** SUPPLIED DATA follows **

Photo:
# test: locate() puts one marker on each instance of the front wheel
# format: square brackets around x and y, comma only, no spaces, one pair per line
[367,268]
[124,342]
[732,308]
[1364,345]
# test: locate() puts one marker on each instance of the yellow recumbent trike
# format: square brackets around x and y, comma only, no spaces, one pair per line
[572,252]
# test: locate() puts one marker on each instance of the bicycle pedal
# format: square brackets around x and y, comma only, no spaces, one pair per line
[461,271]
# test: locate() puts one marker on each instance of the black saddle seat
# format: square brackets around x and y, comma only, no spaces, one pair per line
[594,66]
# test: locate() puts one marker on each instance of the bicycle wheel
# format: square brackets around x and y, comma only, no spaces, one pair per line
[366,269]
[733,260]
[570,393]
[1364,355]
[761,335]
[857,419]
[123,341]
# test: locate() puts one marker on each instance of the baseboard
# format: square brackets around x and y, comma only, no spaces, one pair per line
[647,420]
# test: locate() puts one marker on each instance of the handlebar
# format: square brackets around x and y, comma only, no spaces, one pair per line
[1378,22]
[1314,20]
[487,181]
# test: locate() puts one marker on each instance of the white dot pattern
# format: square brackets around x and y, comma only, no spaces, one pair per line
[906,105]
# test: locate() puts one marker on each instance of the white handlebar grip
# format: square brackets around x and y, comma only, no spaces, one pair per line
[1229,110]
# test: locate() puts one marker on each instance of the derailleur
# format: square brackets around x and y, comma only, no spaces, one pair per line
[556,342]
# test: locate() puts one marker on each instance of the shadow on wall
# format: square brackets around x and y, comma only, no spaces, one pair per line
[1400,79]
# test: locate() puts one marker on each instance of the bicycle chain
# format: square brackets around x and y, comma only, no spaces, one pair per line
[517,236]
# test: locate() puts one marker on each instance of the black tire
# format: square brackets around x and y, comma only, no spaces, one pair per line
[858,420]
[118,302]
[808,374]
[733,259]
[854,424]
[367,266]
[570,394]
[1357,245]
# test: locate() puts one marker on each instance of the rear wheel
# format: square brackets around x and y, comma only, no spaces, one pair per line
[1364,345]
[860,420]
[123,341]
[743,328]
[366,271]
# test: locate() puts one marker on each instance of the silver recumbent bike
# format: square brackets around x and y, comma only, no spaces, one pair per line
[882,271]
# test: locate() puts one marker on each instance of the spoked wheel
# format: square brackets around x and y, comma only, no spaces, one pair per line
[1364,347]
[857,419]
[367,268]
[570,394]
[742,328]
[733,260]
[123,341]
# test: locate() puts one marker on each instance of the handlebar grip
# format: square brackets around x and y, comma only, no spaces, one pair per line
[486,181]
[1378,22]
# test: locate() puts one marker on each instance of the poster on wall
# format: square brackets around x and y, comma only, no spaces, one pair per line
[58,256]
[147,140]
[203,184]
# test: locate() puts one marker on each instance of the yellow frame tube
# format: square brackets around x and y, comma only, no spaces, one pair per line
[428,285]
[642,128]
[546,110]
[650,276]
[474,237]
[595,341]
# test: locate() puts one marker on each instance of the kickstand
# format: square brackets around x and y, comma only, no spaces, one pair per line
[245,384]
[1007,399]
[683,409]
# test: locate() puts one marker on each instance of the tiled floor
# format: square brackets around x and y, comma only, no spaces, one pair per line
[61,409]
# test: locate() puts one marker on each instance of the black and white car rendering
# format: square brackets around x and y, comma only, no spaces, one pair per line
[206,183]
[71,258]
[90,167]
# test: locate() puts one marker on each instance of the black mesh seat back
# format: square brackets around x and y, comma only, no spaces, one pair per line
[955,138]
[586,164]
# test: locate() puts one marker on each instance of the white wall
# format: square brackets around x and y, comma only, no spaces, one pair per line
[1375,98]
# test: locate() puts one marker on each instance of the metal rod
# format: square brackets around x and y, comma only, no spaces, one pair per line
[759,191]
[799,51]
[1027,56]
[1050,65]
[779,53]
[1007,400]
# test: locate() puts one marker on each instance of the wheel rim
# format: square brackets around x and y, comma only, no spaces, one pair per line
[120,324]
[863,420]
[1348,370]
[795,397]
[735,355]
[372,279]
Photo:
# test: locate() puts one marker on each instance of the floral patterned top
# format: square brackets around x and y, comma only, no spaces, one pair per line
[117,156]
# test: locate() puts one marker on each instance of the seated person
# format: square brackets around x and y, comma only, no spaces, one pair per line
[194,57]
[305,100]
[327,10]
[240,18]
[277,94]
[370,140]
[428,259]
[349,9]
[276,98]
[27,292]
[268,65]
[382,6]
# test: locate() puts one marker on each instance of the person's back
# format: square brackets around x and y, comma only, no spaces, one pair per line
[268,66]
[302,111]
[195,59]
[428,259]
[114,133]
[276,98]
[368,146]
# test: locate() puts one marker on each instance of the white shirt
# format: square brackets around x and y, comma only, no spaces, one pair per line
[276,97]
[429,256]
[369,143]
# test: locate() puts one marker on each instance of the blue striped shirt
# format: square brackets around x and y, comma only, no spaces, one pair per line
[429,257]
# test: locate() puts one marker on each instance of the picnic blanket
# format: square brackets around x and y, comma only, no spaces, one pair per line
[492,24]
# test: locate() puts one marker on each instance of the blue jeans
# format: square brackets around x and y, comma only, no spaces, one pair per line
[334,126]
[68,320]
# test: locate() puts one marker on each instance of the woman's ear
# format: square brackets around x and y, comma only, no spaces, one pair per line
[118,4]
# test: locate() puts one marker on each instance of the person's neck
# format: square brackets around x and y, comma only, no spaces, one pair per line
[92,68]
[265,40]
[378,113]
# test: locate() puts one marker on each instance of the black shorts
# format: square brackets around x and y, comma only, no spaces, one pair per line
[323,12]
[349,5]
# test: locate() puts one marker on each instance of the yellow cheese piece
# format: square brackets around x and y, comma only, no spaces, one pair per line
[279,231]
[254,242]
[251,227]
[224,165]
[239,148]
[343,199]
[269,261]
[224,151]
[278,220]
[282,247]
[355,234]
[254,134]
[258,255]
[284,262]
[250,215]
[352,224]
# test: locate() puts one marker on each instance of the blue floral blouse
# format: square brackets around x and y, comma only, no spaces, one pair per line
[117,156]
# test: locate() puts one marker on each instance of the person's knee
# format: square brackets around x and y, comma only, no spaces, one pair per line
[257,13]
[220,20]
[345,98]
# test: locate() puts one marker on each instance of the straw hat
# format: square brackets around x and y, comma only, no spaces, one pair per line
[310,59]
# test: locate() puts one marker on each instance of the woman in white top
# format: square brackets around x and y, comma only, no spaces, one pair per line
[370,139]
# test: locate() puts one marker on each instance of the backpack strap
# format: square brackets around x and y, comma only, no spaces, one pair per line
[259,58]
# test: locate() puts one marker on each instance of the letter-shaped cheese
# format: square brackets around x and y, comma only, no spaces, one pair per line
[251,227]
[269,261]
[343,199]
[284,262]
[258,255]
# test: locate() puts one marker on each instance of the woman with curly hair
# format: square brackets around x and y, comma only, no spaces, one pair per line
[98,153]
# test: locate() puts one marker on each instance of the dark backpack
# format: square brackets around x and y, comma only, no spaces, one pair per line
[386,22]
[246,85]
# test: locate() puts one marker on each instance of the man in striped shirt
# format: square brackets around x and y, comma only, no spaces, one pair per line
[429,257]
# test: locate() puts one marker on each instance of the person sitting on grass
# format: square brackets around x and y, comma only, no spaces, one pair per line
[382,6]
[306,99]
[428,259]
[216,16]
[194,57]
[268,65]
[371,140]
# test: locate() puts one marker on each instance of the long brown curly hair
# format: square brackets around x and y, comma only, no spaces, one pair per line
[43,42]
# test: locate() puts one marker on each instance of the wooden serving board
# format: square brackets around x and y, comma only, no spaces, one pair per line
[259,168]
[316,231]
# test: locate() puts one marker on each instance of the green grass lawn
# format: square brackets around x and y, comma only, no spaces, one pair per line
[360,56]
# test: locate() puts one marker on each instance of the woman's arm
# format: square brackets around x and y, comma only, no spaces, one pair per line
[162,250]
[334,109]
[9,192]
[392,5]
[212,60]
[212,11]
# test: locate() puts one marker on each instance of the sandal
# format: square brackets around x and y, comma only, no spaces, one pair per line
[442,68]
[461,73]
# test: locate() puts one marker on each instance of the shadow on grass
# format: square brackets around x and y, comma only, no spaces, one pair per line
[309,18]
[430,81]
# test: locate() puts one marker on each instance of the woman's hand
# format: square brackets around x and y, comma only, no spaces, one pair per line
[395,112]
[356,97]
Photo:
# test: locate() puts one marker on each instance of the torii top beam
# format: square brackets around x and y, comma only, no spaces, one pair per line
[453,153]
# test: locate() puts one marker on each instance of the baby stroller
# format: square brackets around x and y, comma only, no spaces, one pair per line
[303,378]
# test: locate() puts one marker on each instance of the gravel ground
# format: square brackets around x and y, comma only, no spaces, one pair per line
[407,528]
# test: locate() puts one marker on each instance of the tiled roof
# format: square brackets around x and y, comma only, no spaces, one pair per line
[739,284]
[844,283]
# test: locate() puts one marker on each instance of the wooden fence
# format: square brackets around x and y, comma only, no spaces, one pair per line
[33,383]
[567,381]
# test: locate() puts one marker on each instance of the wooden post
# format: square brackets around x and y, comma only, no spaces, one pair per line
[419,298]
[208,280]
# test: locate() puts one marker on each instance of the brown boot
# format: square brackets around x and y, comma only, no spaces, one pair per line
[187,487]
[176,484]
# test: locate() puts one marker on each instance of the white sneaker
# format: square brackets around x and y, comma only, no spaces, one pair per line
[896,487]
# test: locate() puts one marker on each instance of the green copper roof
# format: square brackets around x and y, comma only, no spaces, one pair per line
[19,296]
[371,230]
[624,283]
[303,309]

** End of SUPPLIED DATA **

# EXERCISE OBJECTIVE:
Using the listing above, copy exactly the line that contains "the handlebar grip", the line that contains "of the kickstand", and each line that falls between them.

# RESPONSE BOX:
# test: locate() puts one marker on each instance of the handlebar grip
# format: square brackets around x and y, comma only, no spaces, one pair per line
[486,181]
[1378,22]
# test: locate() puts one marker on each instance of the poster on wall
# format: square brackets around x and y, comma only, no spaces, one pair per line
[58,256]
[147,140]
[203,184]
# test: locate() puts one marker on each instance of the yellow frame tube
# format: square brackets around x and y, comma only, no spaces, one pair per line
[428,285]
[642,128]
[546,110]
[650,276]
[474,237]
[595,341]
# test: locate() puts one marker on each instance of the kickstand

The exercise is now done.